◆ SELECTED EXTRACT ◆
+===+

CPI-some more
CPI May Hold the Key to Fed Rate Action: U.S. Economy Preview
Washington, Aug. 15 (Bloomberg) -- Tuesday's report on the U.S. consumer price index for July may hold the key to when Federal Reserve policy-makers next raise interest rates, and by how much.
The CPI is expected to have risen 0.3 percent in July -- mainly reflecting higher energy costs -- after showing no change in June and May, analysts said in a Bloomberg News survey. The core rate of inflation, excluding food and energy, probably rose just 0.2 percent last month.
Last Friday, a smaller-than-expected 0.2 percent increase in July's producer price index calmed investors and sent government bond yields lower. Investors concluded the Fed will probably opt for a quarter-point increase in the overnight bank lending rate next week, instead of something larger.
Investors are ''saying the Fed is only going to hit us with a billy club -- not a sledge hammer,'' said Robert Dederick, an economic consultant at the Northern Trust Co. in Chicago.
The Fed's policy-setting panel, the Federal Open Market Committee, holds its next session Aug. 24. At its last session, June 30, the Fed raised the overnight rate by a quarter percentage point to 5 percent.
The federal funds futures contract for September delivery, used by banks as a hedge against changes in the overnight bank rate, has an implied yield of 5.23 percent -- suggesting most investors are counting on a quarter-point increase next week. The fed funds futures for January have an implied yield of 5.5 percent, a sign investors don't think next week will be the last rate increase either.
Even though evidence of accelerating inflation is lacking, rising labor costs suggest ''a rate hike is almost certain,'' said Don Hilber, an economist at Wells Fargo & Co. in Minneapolis. The employment cost index surged in the second quarter, while productivity growth cooled, and average hourly earnings increased.

+===+

◆ PROVIDED RECORDS ◆
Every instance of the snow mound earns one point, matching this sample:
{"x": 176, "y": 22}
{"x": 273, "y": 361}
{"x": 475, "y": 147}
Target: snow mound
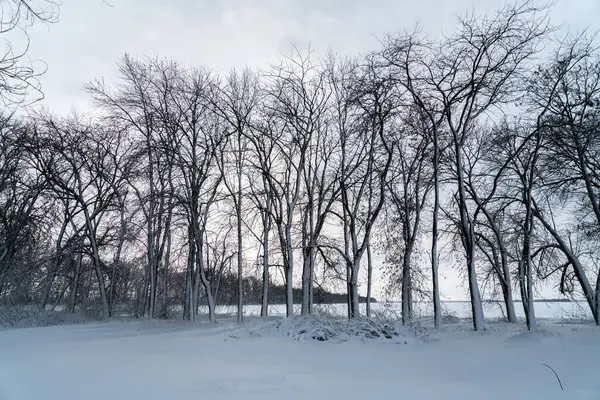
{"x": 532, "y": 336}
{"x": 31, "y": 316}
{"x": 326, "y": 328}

+===+

◆ WORK REQUIRED ◆
Reproduce the stretch of the CPI preview from "Investors are ''saying" through "Co. in Chicago.".

◆ FINISHED ANSWER ◆
Investors are ''saying the Fed is only going to hit us with a billy club -- not a sledge hammer,'' said Robert Dederick, an economic consultant at the Northern Trust Co. in Chicago.